■ DESCRIPTION OF THE TASK ■
In the listing below, how many lines include "single"? Give the number and no other text.

■ SUPPLIED MATERIAL ■
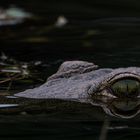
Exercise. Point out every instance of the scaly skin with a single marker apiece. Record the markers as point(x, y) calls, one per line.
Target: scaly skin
point(116, 90)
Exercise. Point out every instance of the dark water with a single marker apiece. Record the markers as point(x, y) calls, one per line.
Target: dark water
point(106, 33)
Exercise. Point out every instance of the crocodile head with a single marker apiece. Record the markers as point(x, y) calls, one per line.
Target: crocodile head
point(115, 90)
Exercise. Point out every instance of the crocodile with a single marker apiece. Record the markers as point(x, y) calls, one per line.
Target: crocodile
point(117, 90)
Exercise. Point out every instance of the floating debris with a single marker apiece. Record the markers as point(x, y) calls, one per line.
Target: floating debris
point(61, 21)
point(12, 16)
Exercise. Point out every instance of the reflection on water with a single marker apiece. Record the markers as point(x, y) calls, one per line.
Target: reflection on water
point(123, 108)
point(93, 34)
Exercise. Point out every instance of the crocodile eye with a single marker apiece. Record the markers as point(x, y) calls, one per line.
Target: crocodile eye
point(126, 88)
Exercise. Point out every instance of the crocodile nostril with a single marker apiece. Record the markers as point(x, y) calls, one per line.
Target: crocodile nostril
point(126, 88)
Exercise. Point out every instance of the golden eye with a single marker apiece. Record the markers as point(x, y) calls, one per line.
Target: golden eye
point(126, 88)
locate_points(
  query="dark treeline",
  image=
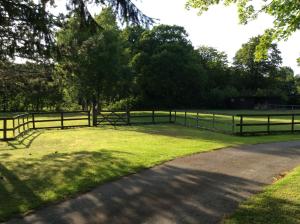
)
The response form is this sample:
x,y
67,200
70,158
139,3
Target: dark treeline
x,y
134,67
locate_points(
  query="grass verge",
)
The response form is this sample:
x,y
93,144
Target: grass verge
x,y
48,166
277,204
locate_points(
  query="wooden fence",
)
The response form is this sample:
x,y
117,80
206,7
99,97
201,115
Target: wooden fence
x,y
134,117
240,124
253,124
11,127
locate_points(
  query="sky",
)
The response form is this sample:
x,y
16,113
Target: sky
x,y
218,27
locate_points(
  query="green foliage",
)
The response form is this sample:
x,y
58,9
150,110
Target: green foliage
x,y
28,87
168,72
285,13
29,25
257,74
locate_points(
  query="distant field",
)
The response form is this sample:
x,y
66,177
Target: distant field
x,y
51,165
219,120
227,121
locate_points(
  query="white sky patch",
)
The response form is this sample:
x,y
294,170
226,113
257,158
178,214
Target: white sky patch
x,y
218,27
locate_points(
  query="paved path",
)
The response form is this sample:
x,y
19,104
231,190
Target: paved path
x,y
196,189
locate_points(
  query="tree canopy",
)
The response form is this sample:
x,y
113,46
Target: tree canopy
x,y
286,15
27,27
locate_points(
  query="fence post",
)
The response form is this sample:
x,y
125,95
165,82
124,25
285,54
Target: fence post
x,y
233,124
89,118
4,129
19,131
33,121
293,123
128,117
23,124
241,124
27,121
175,117
153,119
14,131
268,128
62,120
95,114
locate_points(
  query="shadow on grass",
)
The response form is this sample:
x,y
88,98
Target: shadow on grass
x,y
24,142
29,183
177,195
268,210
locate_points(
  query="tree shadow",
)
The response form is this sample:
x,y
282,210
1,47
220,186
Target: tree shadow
x,y
31,182
24,142
165,193
269,210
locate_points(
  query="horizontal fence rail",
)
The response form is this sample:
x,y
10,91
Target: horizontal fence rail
x,y
250,124
133,117
11,127
240,124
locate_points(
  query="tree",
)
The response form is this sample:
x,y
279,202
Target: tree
x,y
286,15
93,60
257,73
168,71
28,27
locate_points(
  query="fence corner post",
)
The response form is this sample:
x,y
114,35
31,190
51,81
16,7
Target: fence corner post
x,y
4,129
128,117
153,118
33,121
268,128
293,123
89,118
241,124
62,119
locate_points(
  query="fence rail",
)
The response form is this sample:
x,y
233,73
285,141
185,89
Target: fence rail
x,y
11,127
133,117
241,124
14,126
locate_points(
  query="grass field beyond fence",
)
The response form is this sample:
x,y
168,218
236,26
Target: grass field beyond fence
x,y
51,165
230,122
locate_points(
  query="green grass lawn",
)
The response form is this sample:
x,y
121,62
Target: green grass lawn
x,y
278,204
49,166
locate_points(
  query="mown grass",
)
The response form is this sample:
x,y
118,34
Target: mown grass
x,y
278,204
48,166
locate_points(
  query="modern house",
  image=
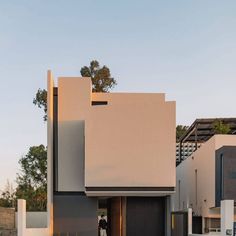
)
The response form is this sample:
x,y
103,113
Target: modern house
x,y
111,153
207,176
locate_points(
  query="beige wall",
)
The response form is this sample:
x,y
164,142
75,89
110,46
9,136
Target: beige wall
x,y
50,85
203,160
129,142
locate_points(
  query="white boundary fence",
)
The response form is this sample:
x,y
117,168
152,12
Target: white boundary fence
x,y
21,223
227,220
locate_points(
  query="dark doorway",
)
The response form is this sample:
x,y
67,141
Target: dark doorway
x,y
179,224
197,225
145,216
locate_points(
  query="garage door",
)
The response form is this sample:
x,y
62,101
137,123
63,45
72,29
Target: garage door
x,y
145,216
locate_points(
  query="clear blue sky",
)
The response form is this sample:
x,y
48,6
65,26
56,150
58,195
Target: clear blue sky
x,y
184,48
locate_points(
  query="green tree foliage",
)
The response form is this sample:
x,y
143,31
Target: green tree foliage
x,y
40,100
221,128
100,76
101,82
180,130
32,181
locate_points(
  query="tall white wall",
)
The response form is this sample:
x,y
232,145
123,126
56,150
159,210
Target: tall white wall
x,y
130,142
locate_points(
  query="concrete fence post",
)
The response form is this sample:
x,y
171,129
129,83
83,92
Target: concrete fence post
x,y
227,217
190,220
21,217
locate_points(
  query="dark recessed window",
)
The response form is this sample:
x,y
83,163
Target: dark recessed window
x,y
99,103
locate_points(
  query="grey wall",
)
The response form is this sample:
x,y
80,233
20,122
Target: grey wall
x,y
75,214
71,156
225,174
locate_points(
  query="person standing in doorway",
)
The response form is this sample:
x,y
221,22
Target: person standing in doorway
x,y
103,226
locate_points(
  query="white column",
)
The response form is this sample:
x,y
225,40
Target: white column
x,y
190,220
21,217
227,217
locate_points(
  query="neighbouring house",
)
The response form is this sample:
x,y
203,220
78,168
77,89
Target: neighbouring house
x,y
112,154
207,175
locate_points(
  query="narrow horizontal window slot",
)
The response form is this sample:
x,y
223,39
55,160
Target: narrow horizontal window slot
x,y
99,103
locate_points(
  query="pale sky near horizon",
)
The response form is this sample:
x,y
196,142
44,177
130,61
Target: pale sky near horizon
x,y
185,48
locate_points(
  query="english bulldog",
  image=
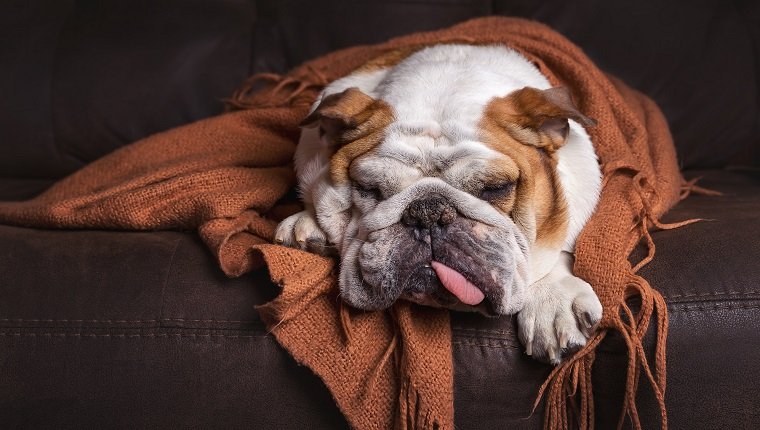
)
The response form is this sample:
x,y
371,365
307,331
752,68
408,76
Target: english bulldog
x,y
453,176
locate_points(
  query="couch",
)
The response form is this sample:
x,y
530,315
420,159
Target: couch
x,y
116,329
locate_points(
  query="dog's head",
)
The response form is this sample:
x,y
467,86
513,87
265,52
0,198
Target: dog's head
x,y
440,213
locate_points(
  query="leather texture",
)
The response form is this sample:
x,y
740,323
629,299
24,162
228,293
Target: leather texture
x,y
104,329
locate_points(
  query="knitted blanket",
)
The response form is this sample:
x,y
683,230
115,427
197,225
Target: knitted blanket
x,y
225,175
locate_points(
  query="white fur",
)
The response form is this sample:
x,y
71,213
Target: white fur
x,y
438,96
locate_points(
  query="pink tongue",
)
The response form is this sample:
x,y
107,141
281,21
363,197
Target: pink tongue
x,y
457,284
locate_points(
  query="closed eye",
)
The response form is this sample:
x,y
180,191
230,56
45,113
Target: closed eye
x,y
497,191
368,192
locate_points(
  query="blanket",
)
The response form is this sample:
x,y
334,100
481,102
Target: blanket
x,y
224,177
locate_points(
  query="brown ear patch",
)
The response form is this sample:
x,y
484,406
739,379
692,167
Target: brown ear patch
x,y
354,123
537,117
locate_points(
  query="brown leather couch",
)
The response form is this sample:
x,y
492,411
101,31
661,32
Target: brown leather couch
x,y
111,329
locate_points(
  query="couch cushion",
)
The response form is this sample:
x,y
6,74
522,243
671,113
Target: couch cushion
x,y
142,329
80,79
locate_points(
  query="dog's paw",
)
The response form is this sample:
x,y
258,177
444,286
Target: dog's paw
x,y
558,317
301,231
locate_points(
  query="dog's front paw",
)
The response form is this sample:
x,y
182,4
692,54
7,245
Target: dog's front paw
x,y
558,317
302,231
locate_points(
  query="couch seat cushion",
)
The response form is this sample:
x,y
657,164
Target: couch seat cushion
x,y
142,329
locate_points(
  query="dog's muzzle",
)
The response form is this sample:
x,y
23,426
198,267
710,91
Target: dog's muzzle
x,y
446,248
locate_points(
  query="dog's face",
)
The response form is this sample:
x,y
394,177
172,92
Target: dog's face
x,y
440,213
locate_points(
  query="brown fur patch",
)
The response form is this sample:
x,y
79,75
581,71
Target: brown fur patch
x,y
355,122
538,205
538,117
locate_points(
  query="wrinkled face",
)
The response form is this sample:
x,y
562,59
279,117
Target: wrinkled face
x,y
438,214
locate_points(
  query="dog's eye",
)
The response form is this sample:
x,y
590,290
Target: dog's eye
x,y
496,191
369,192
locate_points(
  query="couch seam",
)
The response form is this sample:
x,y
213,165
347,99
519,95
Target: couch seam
x,y
712,294
166,279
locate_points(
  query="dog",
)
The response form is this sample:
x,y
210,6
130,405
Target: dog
x,y
454,176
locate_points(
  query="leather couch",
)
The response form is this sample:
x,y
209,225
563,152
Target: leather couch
x,y
114,329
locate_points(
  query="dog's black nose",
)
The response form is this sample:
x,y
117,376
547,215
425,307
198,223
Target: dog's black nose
x,y
429,211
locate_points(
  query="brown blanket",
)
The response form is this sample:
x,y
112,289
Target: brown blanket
x,y
225,175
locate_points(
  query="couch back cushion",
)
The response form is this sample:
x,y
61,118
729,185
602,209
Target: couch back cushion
x,y
79,79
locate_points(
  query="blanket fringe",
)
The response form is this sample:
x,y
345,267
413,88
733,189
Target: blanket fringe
x,y
568,389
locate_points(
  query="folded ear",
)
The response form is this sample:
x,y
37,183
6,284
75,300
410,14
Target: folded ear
x,y
340,112
538,117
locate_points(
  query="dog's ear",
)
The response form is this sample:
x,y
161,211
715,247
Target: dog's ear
x,y
539,117
340,112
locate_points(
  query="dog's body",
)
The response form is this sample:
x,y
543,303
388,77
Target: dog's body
x,y
453,176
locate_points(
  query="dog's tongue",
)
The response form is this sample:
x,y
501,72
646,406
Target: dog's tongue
x,y
457,284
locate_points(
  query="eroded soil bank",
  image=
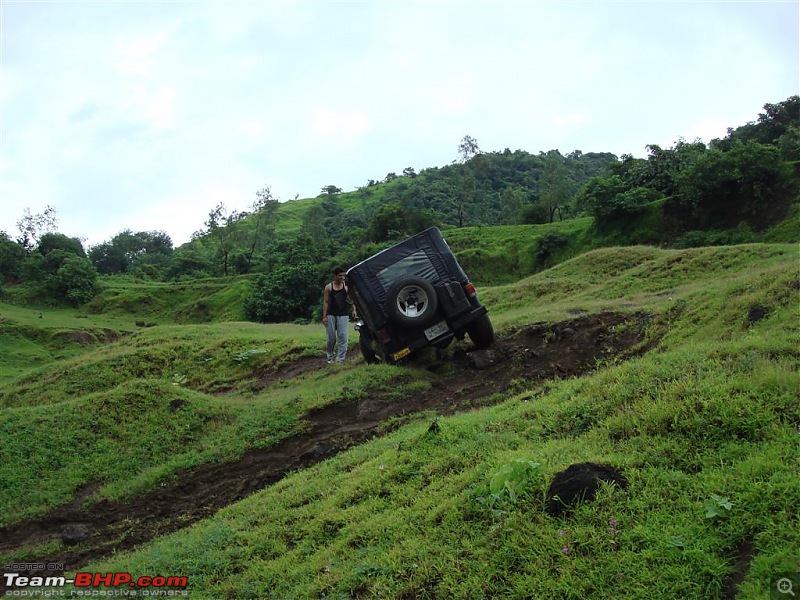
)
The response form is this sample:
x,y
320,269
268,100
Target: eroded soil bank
x,y
467,380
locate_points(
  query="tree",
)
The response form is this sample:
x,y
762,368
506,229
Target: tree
x,y
745,183
12,255
612,202
330,190
513,199
222,231
393,221
467,150
265,218
31,226
73,281
289,292
555,186
58,241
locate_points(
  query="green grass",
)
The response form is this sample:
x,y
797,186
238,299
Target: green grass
x,y
707,420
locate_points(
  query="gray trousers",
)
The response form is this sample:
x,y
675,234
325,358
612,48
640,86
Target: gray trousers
x,y
337,337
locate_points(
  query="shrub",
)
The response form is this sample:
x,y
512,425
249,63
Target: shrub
x,y
287,293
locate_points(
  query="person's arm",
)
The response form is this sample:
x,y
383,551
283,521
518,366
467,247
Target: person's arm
x,y
325,296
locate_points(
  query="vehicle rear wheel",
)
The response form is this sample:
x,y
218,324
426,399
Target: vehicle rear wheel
x,y
481,332
412,301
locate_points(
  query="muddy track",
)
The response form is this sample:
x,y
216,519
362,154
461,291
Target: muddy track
x,y
535,352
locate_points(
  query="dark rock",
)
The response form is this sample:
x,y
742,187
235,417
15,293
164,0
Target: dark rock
x,y
482,359
74,533
757,313
579,483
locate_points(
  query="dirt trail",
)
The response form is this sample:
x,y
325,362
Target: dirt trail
x,y
534,352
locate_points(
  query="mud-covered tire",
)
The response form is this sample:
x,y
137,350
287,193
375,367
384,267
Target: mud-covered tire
x,y
481,332
411,301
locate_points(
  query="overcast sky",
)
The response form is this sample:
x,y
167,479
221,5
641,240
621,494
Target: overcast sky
x,y
144,115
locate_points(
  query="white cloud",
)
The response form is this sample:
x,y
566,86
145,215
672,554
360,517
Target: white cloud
x,y
145,115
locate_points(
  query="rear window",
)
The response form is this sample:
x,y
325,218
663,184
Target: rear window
x,y
417,264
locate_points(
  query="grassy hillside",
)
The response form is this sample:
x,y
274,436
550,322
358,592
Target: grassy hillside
x,y
702,419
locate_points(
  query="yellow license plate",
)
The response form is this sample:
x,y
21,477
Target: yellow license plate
x,y
401,354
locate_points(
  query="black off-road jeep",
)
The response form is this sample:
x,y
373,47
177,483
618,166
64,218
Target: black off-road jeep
x,y
414,295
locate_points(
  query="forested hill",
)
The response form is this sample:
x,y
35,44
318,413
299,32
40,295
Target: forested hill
x,y
741,188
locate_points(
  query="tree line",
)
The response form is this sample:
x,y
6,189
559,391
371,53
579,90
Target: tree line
x,y
689,194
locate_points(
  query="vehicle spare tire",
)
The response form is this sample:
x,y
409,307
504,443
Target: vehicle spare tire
x,y
481,332
411,301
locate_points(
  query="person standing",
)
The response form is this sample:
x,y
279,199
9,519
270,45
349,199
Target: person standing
x,y
336,308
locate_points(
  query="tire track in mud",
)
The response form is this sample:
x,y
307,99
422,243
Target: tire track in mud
x,y
535,352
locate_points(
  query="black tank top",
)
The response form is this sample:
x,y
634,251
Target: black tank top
x,y
337,303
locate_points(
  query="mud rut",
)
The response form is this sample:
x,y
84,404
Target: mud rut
x,y
534,352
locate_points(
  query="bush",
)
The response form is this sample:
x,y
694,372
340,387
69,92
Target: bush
x,y
284,295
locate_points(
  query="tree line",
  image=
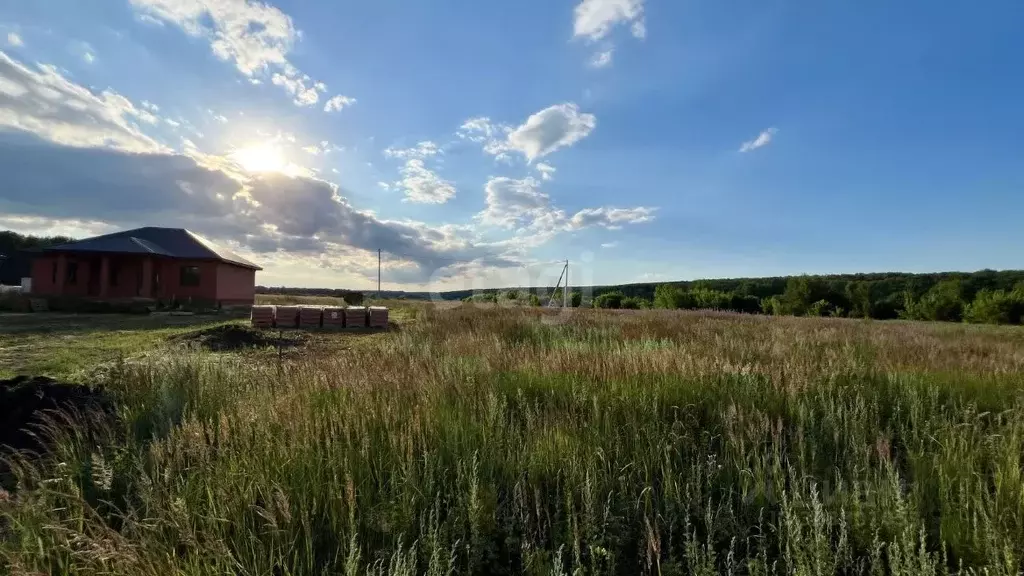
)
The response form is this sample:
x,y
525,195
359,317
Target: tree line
x,y
984,297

■ PROBLEM SOLUTION ■
9